╭─ Source document

Petitions / Supreme Court Activity

Here is an update on recent activity at the Supreme Court in cases decided by the Federal Circuit. With respect to granted cases, there is no activity to report this week. With respect to petitions cases, new petitions were filed in five cases, two amicus briefs were filed in another case, and the Court denied a petition. Here are the details.

Granted Cases

There is activity to report this week in granted cases.

Petitions Cases

New Petitions

Five new petitions were filed.

In Baley v. United States, Baley asked the Court to review the following question:

  • “Whether, against the legal backdrop of Congress’s and this Court’s recognition of the primacy of state law to determine, quantify, and administer water rights, a federal court may deem federal agency regulatory action under the Endangered Species Act to constitute the adjudication and administration of water rights for tribal purposes.”

In Blackbird Tech LLC v. Health in Motion LLC, Blackbird Tech asked the Court to consider the following question:

  • “Can a court consider factors unrelated to the instant case in determining whether a particular case is exceptional, i.e., whether those outside factors are relevant to the strength of a party’s litigating position in that particular case, or the manner in which that particular case was litigated?”

In Actavis Laboratories FL, Inc. v. Nalpropion Pharmaceuticals LLC, Actavis presented the following question:

  • “Whether § 112 requires a patent’s specification to contain a written description of all of the limitations of a patent’s claims, not just a ‘substantially equivalent’ disclosure.”

In Fote v. Iancu, Fote presented this question:

  • “Whether a court of appeals must provide an opinion explaining its reasoning in an appeal that involves a complex and unsettled area of the law and in which a written opinion would likely provide the appellant with a viable basis for seeking rehearing, rehearing en banc, or certiorari.”

And in Chrimar Systems, Inc. v. Ale USA Inc., Chrimar asked the Court to review the following two questions:

  1. “Whether the Federal Circuit may apply a finality standard for patent cases that conflicts with the standard applied by this Court and all other circuit courts in nonpatent cases.”
  2. “Whether a final judgment of liability and damages that has been affirmed on appeal may be reversed based on the decision of an administrative agency, merely because an appeal having nothing to do with liability, damages or the proper calculation of the ongoing royalty rate is pending.”

Amicus Briefs

In General Electric Co. v. United Technologies Corp., two amicus briefs were filed supporting the petitioner. It had asked the Court to consider whether “competitive harm alone suffices to confer Article III standing to appeal an [inter partes review] determination, or whether  an appellant must also show concrete plans for future activity that creates a substantial risk of a future patent infringement action.”

First, Frontier Communications Corporation filed a brief arguing that “[o]nly the parent of a patent lawyer could love the Federal Circuit’s peculiar Article III progeny, which Judge Hughes accurately, albeit charitably, described in his concurrence below as ‘a patent-specific approach to the doctrine of competitor standing that is out of step with Supreme Court precedent.’”

Second, a group of companies (Unified Patents, LLC; Engine Advocacy; Cable Television Laboratories, Inc.; The R Street Institute; and The Niskanen Center) filed a brief contending that, “[f]or startups and established innovators alike, the Federal Circuit’s lopsided regime that stacks the appellate-review deck against patent challengers will undermine the very efficiencies in the patent quality ecosystem that Congress sought to promote when it revamped the administrative patent review process.”

Denied

The Court denied the petition in Automotive Body Parts Ass’n v. Ford Global Technologies, LLC, which presented a question related to the exhaustion and repair-reconstruction doctrines as applied in design patent cases.

╰─
╭─ Given data

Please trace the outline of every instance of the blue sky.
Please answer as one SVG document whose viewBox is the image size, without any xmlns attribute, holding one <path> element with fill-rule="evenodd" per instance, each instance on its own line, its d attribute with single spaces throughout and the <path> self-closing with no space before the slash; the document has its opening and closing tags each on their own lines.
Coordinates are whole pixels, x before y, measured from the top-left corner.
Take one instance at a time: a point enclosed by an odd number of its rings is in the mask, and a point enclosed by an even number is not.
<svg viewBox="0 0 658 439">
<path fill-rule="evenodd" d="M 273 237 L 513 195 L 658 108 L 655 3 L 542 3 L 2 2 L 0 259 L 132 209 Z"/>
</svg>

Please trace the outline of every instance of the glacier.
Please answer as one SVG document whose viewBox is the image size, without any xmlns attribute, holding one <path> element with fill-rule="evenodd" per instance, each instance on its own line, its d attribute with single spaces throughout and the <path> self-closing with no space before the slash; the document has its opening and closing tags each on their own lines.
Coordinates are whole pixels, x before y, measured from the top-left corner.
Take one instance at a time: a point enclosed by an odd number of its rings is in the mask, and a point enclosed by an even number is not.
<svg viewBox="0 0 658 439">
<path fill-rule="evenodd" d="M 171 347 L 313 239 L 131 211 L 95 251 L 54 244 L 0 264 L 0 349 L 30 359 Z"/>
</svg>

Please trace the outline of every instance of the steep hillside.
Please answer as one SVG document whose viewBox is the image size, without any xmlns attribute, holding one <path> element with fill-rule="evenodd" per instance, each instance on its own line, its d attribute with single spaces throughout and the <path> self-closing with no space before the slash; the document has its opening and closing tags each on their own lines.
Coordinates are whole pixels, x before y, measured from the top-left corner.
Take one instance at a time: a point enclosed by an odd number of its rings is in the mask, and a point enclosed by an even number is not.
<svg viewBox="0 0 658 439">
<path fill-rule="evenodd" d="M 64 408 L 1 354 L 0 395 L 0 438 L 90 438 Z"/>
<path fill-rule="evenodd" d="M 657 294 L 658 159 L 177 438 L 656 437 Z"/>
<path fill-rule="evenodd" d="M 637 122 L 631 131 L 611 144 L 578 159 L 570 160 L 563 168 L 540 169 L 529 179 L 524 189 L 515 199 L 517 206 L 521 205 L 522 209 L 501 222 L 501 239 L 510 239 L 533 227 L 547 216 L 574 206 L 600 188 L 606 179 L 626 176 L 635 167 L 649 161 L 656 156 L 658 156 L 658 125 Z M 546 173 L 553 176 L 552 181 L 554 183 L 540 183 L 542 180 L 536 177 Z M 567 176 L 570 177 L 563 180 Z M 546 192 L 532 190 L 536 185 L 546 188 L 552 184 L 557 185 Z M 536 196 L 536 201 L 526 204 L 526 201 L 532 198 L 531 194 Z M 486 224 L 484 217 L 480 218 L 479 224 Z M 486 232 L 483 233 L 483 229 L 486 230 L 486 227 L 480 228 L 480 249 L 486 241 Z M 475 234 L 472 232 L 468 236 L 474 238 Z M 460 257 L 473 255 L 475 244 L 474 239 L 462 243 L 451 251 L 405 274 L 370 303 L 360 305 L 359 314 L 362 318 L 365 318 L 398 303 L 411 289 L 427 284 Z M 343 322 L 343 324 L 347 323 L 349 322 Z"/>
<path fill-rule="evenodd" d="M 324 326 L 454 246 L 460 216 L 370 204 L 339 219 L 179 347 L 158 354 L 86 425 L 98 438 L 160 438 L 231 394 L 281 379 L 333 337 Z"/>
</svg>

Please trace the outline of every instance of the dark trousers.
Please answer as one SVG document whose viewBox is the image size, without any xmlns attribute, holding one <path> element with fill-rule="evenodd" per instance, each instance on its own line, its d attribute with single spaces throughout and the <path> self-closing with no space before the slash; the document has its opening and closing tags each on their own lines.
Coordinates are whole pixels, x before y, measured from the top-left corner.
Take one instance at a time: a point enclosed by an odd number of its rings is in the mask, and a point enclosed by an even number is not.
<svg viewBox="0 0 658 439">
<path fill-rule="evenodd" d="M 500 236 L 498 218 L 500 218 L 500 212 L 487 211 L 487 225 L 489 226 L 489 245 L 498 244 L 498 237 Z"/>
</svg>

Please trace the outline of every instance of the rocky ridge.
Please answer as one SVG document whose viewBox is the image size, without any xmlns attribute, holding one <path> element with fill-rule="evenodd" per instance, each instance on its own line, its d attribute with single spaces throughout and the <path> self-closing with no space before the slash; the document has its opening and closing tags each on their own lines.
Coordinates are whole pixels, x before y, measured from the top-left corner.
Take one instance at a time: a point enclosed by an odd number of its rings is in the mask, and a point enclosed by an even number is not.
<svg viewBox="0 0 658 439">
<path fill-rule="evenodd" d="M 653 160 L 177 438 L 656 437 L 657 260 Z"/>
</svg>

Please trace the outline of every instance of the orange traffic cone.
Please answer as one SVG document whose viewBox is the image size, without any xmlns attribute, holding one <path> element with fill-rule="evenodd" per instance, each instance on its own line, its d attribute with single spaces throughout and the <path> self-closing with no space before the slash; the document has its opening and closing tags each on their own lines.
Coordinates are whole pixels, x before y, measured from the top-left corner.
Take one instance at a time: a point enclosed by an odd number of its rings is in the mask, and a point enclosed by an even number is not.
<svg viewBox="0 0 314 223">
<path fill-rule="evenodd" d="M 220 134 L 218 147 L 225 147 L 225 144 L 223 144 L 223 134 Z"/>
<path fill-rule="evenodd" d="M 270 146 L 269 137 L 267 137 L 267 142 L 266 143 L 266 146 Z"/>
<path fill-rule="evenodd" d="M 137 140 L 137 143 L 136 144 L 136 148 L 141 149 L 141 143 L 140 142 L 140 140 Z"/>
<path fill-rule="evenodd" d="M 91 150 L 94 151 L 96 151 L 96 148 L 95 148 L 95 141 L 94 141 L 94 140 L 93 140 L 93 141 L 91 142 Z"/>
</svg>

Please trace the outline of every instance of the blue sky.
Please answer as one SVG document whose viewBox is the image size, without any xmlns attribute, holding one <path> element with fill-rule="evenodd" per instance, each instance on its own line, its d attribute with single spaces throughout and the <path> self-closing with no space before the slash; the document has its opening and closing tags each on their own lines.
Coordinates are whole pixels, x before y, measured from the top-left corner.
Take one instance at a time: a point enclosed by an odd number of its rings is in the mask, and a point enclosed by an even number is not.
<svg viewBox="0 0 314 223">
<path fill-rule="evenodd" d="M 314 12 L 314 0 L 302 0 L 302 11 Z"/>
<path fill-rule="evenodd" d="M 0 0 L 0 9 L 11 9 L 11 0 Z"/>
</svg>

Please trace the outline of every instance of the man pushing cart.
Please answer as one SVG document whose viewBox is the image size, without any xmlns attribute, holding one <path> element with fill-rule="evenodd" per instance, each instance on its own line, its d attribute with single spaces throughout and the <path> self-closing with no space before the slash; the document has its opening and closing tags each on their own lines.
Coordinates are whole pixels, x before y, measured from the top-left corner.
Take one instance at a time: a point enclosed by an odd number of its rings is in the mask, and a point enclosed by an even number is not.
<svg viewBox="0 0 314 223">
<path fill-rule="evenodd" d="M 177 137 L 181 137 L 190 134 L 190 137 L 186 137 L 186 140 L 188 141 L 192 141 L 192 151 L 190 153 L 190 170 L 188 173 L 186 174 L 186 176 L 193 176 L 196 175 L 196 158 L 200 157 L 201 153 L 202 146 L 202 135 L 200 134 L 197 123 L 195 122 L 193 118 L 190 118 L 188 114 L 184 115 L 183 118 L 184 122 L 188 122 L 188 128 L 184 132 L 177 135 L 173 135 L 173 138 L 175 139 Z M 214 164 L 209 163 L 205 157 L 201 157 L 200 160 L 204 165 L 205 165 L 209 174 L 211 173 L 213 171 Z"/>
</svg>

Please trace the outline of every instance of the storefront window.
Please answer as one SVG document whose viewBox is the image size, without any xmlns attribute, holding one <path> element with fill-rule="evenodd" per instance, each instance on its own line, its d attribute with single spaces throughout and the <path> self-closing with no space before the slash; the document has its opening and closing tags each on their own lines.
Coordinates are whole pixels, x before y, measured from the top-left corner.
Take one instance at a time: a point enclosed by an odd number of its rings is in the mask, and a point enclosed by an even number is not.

╰─

Tasks to perform
**a)** Reproduce the part of the Supreme Court update that begins at the words containing "Here is an update" and ends after "are the details.".
**b)** Using the Supreme Court update, decide whether each statement holds, answering yes or no and quoting the deciding words: (i) Chrimar put two questions before the Court. (ii) Three amicus briefs were filed in General Electric Co. v. United Technologies Corp. (iii) The Court granted the petition in Automotive Body Parts Ass'n v. Ford Global Technologies, LLC.

Answer set
**a)**
Here is an update on recent activity at the Supreme Court in cases decided by the Federal Circuit. With respect to granted cases, there is no activity to report this week. With respect to petitions cases, new petitions were filed in five cases, two amicus briefs were filed in another case, and the Court denied a petition. Here are the details.

**b)**
(i) Yes: "Chrimar asked the Court to review the following two questions"
(ii) No: "two amicus briefs were filed supporting the petitioner"
(iii) No: "The Court denied the petition in Automotive Body Parts Ass’n v. Ford Global Technologies, LLC"